* Problem details *
Reproduce every entry below word for word, leaving out the pictures.

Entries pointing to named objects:
** BEGIN **
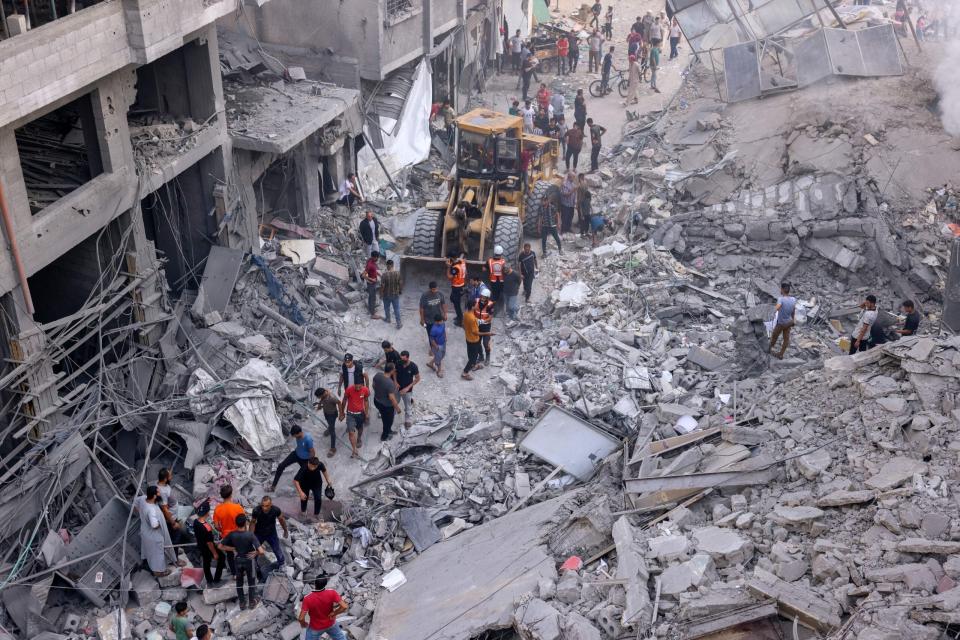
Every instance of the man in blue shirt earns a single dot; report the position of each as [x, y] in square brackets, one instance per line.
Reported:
[300, 455]
[786, 315]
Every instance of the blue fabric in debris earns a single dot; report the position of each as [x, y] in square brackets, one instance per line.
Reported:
[288, 306]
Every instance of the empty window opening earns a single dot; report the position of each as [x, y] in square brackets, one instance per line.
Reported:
[179, 219]
[80, 303]
[59, 152]
[175, 102]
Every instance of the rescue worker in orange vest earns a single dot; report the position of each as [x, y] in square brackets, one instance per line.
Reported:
[483, 309]
[495, 269]
[457, 275]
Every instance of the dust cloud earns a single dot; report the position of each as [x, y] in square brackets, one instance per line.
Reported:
[947, 79]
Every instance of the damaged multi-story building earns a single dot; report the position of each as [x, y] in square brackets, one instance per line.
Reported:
[126, 155]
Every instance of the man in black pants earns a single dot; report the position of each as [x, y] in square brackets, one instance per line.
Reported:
[310, 480]
[203, 533]
[386, 398]
[304, 451]
[246, 546]
[548, 223]
[528, 269]
[596, 141]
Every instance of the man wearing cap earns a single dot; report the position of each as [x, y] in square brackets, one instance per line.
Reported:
[370, 234]
[495, 267]
[350, 371]
[303, 452]
[483, 309]
[457, 275]
[371, 276]
[206, 545]
[432, 303]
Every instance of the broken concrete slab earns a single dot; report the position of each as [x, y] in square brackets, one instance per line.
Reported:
[895, 472]
[632, 569]
[793, 600]
[726, 547]
[497, 562]
[537, 620]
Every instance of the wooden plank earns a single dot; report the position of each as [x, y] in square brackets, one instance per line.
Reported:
[714, 624]
[794, 601]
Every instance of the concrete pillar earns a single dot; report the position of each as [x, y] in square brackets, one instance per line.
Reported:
[306, 160]
[427, 18]
[149, 297]
[36, 390]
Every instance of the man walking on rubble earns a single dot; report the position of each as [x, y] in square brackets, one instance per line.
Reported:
[786, 318]
[309, 481]
[263, 523]
[370, 234]
[528, 269]
[371, 276]
[472, 334]
[511, 290]
[354, 408]
[303, 451]
[408, 376]
[432, 304]
[206, 544]
[329, 404]
[323, 606]
[457, 275]
[860, 340]
[154, 538]
[391, 287]
[385, 399]
[225, 519]
[350, 372]
[483, 310]
[246, 548]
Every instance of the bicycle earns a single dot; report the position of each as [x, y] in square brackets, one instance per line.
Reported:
[620, 81]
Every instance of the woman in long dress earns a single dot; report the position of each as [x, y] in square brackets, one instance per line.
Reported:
[154, 537]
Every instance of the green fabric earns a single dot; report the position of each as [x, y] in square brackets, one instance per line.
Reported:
[541, 13]
[180, 627]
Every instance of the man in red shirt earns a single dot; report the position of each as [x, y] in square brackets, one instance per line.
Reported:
[354, 408]
[323, 606]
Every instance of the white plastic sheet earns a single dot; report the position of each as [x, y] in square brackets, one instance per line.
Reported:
[411, 142]
[252, 391]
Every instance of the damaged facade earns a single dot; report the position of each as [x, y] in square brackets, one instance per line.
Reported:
[635, 464]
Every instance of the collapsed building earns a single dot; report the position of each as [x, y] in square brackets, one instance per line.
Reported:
[642, 466]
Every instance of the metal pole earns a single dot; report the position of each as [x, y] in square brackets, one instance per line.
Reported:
[15, 251]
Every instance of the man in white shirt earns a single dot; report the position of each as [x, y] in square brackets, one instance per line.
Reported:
[516, 45]
[528, 113]
[350, 191]
[860, 340]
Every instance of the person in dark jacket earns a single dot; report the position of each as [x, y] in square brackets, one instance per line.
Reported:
[370, 233]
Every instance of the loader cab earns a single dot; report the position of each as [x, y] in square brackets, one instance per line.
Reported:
[488, 145]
** END **
* Response to this task *
Every instance of the man in blue shirt earns a single dot; report the position of each as [x, y] in square brackets, one instance per line.
Reported:
[300, 455]
[786, 315]
Every instance of the blue fabric in debris earns a single dot; report the position of each as [x, y] in square brackets, one instance per line.
Reported:
[288, 306]
Every instance of the empty window opening earns a single dot; report the position of each as [x, y] in square brackets, one instance per line.
Reported:
[179, 219]
[80, 303]
[59, 152]
[175, 102]
Every instance of the rescue worker in orange vest earns a single dot; report the position of each as [x, y] in square brackets, one instance per line.
Reported:
[483, 309]
[495, 269]
[457, 275]
Every instance of the dust cloud earns a single dot; report the position of each as [x, y] in square brackets, one instance per line.
Reported:
[947, 79]
Every instance of the damaged multi-story building earns a single dot; report the position of each as [x, y] in square brackets, one instance per line.
Reported:
[126, 155]
Every instance of the man in black pants earns a single dot; report the position of each as [x, y] in square brackets, one instance per line.
Reported:
[310, 480]
[203, 533]
[386, 398]
[304, 451]
[246, 546]
[548, 223]
[528, 269]
[596, 141]
Every instance of the man wearing cap earns a single dot; report the position of each as [x, y] in square brackets, one instance per line.
Reported:
[370, 234]
[495, 267]
[350, 371]
[303, 452]
[483, 309]
[457, 275]
[371, 276]
[206, 545]
[432, 303]
Every instance of the broken concrete slab earns a single dot; report the position of each as [x, y] in square brackets, one instance per line.
Reported:
[895, 472]
[632, 569]
[793, 600]
[726, 547]
[497, 562]
[537, 620]
Every instance of the wooden plank earns a single dot; report the position of each as [x, y] in square brackets, one instance per line.
Reported:
[714, 624]
[794, 601]
Every instance of the concrete pillar earns a single dot; report the position of each as [x, y] in square brackets, one instance per line.
Reported:
[306, 160]
[427, 18]
[149, 297]
[36, 390]
Every instance of the man walking on rubble earns a single dot; report the position of each as [x, y] in square brackets, one instance per line.
Reported:
[786, 318]
[309, 481]
[263, 523]
[370, 234]
[528, 269]
[371, 276]
[472, 334]
[511, 290]
[354, 408]
[303, 451]
[408, 376]
[432, 304]
[206, 544]
[329, 404]
[323, 606]
[457, 275]
[860, 340]
[154, 538]
[391, 287]
[385, 399]
[225, 519]
[350, 372]
[483, 310]
[246, 548]
Every instance of the bicycle earns a single dot; report the position of each as [x, y] in square brackets, one instance per line.
Reported:
[620, 81]
Every instance of the woman in long dress earns a single dot; report the position of each as [x, y] in square brackets, one instance per line.
Reported:
[154, 537]
Every instance of the green fabric earns a single dot; report the position of each as [x, y] in square brackets, one instance per line.
Reported:
[541, 13]
[180, 627]
Every instance of the man in red shirt earns a single dot; report the position of each as [x, y] in square brackets, one instance per line.
Reported:
[354, 408]
[323, 606]
Every instance of the white plastic sheet earns a single dot; report the position of each as [x, y] in square brackets, one instance per line.
Reported:
[411, 142]
[252, 391]
Every instance of the damaged facade earns a single dot; report the position of each as [x, y] in square brackets, one instance per line.
Reported:
[635, 464]
Every instance of the collapsed building earns a single dot; report the position of each as [x, y] in square brackets, one instance per line.
Reported:
[642, 466]
Every instance of the metal pole earns a single dot; report the position of each as [x, y] in square brackets, one instance per line.
Reported:
[15, 251]
Every instance of the man in white shirt earns a single dot; report the position of each as [x, y] in square brackets, one instance per line.
Reported:
[516, 45]
[528, 113]
[350, 191]
[860, 340]
Every instance of the person in dark jacket earns a single dot; report the position of each as [x, y] in square brackets, one instance per line.
Reported:
[370, 233]
Every instance of the loader cab earns a single dot; report the position of each as [x, y] in square brackets, one instance per line.
Reported:
[488, 145]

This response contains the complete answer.